▶ _Problem details_
Rescale the material starting with the line containing "Phrase -- electrical outlet" and going on through the end of the material, reproducing every line, requests included, but multiplying each coordinate in the answers by 0.5 and rounding to whole numbers, with halves rounded up. Return only these lines.

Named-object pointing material
»»

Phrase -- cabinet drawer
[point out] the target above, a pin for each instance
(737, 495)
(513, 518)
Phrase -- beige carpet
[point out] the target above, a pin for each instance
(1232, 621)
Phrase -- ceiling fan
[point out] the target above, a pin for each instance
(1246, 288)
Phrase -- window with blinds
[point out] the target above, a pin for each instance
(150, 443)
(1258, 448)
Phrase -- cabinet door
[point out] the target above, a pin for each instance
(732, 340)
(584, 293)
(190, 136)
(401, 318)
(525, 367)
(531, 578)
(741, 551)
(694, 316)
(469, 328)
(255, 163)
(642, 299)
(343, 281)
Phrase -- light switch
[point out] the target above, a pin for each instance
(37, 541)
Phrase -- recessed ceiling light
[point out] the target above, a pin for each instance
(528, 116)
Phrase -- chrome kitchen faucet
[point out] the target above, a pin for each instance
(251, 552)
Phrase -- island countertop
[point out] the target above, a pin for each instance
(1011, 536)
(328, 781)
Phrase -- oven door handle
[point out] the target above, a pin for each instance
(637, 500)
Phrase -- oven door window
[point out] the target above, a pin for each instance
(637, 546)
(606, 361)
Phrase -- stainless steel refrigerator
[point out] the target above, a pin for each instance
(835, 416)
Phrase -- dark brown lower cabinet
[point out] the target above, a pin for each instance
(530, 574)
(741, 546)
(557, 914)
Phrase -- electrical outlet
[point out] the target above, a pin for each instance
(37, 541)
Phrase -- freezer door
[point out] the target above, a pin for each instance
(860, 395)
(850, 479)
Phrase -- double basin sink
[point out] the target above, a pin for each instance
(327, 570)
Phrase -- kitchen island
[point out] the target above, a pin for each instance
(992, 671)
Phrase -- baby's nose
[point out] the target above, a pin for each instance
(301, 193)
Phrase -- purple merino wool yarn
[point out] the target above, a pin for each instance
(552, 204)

««

▶ _Answer below_
Phrase -- electrical outlet
[point out] the target above, a pin for each instance
(19, 271)
Phrase -- freezer door
[point out] the target above, a pin for each instance
(430, 198)
(425, 240)
Phrase -- double basin sink
[point out] the target above, a pin for each instance
(164, 285)
Phrase -- kitchen island
[point out] the target above, a pin for each instance
(496, 336)
Phrase -- baby's nose
[point out] the target above, a pin for each instance
(151, 97)
Phrase -- purple merino wool yarn
[point out] the target above, a pin for each instance
(276, 102)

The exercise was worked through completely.